### Task prompt
Copy each of the following records line for line, without changing anything.

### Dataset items

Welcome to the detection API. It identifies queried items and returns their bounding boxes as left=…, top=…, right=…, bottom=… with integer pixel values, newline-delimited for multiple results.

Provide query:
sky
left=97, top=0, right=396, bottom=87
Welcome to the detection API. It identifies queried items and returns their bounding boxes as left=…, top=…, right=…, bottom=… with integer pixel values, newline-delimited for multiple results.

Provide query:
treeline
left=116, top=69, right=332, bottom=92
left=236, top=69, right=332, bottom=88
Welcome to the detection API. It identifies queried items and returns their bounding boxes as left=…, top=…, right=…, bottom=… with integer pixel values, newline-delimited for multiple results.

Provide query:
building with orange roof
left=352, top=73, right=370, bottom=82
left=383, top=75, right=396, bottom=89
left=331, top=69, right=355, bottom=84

### Complete answer
Welcome to the detection API. It identifies queried items and returns their bounding boxes as left=…, top=…, right=…, bottom=… with integer pixel values, newline-delimited for multiple results.

Provide query:
sky
left=97, top=0, right=396, bottom=87
Welcome to the detection API. It identifies queried items and returns their bounding boxes as left=…, top=…, right=…, bottom=… with integer pixel values, newline-delimited for multiple results.

Provide query:
treeline
left=116, top=69, right=332, bottom=92
left=236, top=69, right=332, bottom=88
Welcome to the detection API. It identifies queried items and returns their bounding boxes as left=…, top=…, right=…, bottom=… with integer pixel values, newline-delimited for multiple results.

Provide query:
building with orange roof
left=352, top=73, right=370, bottom=82
left=383, top=75, right=396, bottom=89
left=331, top=69, right=355, bottom=84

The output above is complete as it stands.